** start Data supplied **
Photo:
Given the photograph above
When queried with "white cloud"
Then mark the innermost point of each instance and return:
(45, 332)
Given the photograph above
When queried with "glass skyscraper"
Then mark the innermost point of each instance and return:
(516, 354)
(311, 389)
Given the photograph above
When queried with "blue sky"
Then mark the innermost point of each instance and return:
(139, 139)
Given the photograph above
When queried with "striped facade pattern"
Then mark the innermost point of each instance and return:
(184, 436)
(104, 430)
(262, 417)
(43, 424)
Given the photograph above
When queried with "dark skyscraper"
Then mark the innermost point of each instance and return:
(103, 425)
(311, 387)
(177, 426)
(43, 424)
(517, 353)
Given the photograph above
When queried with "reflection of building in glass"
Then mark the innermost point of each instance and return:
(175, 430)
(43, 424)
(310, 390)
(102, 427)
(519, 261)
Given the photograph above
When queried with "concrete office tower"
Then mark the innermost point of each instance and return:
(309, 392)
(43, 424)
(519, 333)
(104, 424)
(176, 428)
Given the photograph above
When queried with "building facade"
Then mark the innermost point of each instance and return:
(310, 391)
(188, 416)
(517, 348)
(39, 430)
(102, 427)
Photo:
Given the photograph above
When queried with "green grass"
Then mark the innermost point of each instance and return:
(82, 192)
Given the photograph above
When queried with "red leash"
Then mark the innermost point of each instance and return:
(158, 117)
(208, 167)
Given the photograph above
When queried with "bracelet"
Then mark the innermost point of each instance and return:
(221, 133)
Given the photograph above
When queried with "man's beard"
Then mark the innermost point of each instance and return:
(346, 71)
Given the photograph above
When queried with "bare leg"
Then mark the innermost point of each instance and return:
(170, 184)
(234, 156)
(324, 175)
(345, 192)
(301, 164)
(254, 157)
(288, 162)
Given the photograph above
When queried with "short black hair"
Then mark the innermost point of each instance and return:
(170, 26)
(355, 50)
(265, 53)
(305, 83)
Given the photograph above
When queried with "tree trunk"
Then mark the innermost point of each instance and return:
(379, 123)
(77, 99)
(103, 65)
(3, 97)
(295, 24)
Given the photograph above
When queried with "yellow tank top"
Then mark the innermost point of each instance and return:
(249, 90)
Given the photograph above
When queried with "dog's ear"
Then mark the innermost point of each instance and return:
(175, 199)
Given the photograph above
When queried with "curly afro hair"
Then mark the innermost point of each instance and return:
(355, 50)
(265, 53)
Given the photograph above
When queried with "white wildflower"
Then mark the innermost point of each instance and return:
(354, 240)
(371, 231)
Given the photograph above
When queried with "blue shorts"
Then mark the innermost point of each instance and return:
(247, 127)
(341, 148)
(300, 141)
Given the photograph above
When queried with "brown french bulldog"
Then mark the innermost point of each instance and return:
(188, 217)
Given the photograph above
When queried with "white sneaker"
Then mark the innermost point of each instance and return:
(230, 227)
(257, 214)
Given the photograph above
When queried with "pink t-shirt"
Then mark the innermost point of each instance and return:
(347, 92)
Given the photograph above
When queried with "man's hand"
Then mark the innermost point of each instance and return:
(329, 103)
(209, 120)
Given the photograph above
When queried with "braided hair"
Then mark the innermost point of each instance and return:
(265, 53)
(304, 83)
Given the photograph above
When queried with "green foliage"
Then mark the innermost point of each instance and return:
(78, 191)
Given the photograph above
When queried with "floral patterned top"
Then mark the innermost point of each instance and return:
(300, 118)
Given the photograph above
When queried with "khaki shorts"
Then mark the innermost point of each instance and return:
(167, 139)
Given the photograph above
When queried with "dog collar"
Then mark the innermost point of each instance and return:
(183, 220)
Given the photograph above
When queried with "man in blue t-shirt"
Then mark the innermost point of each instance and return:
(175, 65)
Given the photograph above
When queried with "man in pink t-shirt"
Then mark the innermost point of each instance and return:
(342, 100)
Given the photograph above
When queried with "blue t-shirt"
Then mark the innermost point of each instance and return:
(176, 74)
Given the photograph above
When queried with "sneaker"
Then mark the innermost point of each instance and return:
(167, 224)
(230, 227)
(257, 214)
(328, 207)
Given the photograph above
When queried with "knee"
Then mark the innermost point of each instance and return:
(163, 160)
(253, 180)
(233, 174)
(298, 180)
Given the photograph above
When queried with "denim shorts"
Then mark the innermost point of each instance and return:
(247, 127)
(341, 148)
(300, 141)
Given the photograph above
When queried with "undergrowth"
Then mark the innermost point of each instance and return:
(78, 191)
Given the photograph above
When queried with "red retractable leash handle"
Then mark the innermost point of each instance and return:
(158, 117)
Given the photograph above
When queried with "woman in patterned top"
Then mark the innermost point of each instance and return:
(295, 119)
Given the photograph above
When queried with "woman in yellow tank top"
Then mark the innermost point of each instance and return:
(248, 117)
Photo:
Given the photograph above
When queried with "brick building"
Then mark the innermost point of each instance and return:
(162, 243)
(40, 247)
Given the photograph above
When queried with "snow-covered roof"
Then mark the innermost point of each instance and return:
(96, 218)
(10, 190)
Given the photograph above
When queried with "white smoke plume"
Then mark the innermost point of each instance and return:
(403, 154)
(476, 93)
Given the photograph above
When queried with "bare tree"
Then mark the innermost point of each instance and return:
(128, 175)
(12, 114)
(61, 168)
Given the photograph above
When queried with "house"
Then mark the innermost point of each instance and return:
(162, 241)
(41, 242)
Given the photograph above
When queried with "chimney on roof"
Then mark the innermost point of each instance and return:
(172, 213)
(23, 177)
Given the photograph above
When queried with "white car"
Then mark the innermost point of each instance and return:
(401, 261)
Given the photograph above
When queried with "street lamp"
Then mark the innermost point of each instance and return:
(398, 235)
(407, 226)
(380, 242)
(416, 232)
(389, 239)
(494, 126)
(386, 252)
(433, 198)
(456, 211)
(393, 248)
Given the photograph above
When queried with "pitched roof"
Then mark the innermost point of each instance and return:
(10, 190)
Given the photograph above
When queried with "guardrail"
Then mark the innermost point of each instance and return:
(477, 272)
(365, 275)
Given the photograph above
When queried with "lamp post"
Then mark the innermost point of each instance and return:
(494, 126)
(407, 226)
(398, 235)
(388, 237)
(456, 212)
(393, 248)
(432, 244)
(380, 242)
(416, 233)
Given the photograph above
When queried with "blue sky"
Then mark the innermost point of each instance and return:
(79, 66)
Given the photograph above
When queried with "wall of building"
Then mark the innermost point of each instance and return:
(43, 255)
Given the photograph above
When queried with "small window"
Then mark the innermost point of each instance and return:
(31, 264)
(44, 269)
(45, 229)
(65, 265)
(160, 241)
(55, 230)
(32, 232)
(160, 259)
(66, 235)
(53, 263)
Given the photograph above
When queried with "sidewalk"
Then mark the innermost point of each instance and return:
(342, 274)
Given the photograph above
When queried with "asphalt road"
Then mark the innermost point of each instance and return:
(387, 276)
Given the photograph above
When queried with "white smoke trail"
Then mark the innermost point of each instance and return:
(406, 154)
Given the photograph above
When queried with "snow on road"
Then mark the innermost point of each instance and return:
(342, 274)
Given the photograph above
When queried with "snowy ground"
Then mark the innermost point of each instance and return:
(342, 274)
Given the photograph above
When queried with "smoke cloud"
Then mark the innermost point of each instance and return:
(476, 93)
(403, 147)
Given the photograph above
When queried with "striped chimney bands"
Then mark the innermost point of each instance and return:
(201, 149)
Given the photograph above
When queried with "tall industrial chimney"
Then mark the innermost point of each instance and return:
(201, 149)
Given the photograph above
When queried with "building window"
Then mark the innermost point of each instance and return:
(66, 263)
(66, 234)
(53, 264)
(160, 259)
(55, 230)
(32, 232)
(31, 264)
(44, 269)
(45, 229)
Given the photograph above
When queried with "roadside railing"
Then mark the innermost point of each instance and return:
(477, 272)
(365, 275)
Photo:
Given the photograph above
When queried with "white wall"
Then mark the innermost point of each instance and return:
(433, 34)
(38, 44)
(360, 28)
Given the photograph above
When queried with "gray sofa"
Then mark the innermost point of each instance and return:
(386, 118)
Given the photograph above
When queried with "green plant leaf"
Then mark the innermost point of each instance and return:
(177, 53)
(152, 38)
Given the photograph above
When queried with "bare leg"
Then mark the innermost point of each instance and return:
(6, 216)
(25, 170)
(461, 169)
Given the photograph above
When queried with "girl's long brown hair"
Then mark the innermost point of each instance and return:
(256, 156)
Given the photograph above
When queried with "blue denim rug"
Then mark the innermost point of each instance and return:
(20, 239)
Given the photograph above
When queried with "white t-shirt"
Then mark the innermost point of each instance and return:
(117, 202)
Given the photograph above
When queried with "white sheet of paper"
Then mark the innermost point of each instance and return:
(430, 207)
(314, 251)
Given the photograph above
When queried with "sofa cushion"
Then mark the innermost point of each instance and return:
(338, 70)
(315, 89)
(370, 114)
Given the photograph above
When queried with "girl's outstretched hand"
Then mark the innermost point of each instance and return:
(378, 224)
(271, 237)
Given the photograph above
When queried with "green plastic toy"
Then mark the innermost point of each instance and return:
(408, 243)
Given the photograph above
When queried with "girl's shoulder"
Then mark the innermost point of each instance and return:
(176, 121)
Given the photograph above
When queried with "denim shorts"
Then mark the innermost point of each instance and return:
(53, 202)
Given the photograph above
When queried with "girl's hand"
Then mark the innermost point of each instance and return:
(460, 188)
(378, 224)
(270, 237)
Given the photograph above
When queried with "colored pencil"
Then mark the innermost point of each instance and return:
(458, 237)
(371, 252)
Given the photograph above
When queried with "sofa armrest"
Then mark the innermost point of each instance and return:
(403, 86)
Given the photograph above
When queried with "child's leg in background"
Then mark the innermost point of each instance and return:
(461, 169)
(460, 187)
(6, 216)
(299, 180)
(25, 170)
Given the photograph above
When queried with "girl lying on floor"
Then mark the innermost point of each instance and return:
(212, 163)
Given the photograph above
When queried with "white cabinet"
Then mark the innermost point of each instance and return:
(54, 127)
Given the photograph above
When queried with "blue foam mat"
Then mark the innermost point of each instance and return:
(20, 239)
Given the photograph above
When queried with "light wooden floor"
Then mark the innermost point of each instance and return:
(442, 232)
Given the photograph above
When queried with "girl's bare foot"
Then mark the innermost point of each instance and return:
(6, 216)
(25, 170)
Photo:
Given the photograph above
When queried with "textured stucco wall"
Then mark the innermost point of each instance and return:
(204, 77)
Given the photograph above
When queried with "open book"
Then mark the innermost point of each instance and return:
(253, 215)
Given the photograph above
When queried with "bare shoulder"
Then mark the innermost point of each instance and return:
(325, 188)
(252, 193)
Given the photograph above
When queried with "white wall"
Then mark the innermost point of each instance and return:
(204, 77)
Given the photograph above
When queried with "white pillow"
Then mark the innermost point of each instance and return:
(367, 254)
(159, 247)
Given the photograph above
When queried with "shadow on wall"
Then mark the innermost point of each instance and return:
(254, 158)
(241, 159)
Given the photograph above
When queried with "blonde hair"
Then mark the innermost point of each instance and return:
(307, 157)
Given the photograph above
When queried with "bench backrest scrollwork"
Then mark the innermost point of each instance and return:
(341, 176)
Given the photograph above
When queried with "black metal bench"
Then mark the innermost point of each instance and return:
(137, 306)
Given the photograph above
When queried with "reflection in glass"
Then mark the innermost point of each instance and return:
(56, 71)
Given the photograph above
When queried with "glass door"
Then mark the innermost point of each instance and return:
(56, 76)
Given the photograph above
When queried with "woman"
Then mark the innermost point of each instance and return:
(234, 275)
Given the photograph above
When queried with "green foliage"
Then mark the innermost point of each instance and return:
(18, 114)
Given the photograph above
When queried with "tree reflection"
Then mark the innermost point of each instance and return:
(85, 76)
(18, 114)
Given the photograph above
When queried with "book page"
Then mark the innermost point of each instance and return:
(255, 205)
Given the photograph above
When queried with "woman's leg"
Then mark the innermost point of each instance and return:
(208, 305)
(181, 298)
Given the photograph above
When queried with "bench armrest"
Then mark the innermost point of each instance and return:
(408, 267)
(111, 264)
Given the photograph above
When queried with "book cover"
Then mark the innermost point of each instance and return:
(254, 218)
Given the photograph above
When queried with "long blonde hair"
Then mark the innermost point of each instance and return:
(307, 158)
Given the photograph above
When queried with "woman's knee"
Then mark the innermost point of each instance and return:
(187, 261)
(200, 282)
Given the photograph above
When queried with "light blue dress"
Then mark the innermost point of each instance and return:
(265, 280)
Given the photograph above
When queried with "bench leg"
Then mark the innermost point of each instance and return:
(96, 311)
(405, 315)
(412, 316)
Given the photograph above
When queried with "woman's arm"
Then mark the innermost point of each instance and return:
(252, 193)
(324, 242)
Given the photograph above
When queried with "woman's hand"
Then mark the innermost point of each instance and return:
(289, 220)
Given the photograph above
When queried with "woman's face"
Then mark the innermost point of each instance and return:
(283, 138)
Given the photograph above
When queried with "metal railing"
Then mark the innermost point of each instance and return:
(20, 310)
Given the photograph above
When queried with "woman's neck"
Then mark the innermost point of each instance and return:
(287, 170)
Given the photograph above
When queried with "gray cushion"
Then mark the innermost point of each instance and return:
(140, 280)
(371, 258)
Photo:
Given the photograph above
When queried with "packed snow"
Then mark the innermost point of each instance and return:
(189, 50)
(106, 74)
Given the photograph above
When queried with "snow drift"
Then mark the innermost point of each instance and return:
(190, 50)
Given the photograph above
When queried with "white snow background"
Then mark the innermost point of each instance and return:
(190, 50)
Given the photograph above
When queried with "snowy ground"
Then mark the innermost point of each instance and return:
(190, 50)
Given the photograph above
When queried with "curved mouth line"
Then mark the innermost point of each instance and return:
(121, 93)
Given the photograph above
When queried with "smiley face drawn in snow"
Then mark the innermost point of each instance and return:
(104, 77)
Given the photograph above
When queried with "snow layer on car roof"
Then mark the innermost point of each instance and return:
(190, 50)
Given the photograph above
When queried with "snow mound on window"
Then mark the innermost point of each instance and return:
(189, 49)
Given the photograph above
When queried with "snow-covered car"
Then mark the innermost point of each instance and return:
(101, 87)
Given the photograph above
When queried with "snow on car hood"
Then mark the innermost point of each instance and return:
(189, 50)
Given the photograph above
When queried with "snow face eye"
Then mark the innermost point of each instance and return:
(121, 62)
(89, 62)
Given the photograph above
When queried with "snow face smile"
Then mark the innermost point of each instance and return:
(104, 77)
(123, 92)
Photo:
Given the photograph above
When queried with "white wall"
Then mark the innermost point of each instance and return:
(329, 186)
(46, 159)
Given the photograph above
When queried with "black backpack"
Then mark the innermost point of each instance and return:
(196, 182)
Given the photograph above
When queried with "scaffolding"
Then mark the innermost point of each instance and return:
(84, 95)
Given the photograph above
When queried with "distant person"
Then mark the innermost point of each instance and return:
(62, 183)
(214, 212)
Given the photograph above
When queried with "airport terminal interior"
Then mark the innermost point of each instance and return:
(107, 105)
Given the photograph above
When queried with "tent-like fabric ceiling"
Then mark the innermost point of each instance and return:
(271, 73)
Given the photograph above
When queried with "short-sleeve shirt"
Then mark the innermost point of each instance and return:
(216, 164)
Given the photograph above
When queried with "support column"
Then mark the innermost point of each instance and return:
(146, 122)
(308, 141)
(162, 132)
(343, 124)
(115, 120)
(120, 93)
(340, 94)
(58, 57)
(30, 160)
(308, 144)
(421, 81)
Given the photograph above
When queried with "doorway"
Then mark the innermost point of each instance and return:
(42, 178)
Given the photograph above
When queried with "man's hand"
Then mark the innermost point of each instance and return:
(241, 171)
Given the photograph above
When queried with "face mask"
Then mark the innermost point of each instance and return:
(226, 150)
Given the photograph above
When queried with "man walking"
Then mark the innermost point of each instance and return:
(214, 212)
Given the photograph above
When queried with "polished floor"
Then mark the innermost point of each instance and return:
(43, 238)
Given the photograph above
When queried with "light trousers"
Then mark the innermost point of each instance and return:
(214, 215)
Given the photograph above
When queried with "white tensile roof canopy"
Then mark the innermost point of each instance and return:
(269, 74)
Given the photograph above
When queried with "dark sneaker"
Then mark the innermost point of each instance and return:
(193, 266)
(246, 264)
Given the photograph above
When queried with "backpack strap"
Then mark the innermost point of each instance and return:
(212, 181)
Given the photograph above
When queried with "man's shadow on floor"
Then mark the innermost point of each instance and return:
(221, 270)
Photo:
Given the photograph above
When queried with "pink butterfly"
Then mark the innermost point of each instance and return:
** end Data supplied **
▶ _Given problem_: Report every line of the data above that contains the string "girl", copying each line in full. Case counts.

▶ _Answer for this exercise_:
When queried with "girl's long brown hair"
When queried with "girl's outstretched hand"
When queried with "girl's shoulder"
When queried with "girl's hand"
When queried with "girl lying on floor"
When queried with "girl's bare foot"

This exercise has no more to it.